Problem details
Beginning with the line that holds "grey sky in this photo.", set down each line of the data below through the very last, exactly as given, and nothing beyond that.
+ + +
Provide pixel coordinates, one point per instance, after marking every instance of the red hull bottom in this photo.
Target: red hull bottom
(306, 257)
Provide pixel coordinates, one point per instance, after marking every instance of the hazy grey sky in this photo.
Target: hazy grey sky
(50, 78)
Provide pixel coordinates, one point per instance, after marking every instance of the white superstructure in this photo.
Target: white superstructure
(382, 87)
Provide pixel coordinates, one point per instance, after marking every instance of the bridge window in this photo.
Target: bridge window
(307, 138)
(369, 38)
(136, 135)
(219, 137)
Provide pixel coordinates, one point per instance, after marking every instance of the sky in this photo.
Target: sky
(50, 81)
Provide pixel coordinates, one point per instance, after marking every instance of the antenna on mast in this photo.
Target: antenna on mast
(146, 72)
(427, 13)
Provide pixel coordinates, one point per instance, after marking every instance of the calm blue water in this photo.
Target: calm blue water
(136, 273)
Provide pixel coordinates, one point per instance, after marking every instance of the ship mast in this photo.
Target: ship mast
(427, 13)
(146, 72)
+ + +
Problem solution
Provide pixel coordinates, one point per instance, after marking every instance of the hazy grey sky in this photo.
Target: hazy grey sky
(50, 78)
Provide pixel coordinates, one point per instance, after marking every instance of the white superstructure in this photo.
Target: white superstructure
(382, 87)
Provide pixel coordinates, one point per instance, after marking every instance of the bridge window in this photo.
Target: bridge window
(307, 138)
(369, 38)
(136, 135)
(219, 137)
Provide pixel coordinates, one point per instance, after marking every instance of the sky in this photo.
Target: sky
(50, 81)
Provide pixel coordinates, one point per instance, after marking every instance of the antenna on mast in this photo.
Target: antenna on mast
(146, 72)
(427, 13)
Provide pixel coordinates, one point per instance, after marking every instance of the calm blue water in this photo.
Target: calm blue water
(136, 273)
Provide pixel coordinates, one point per instance, after marking every instance of the ship mast in this photo.
Target: ship mast
(427, 13)
(146, 72)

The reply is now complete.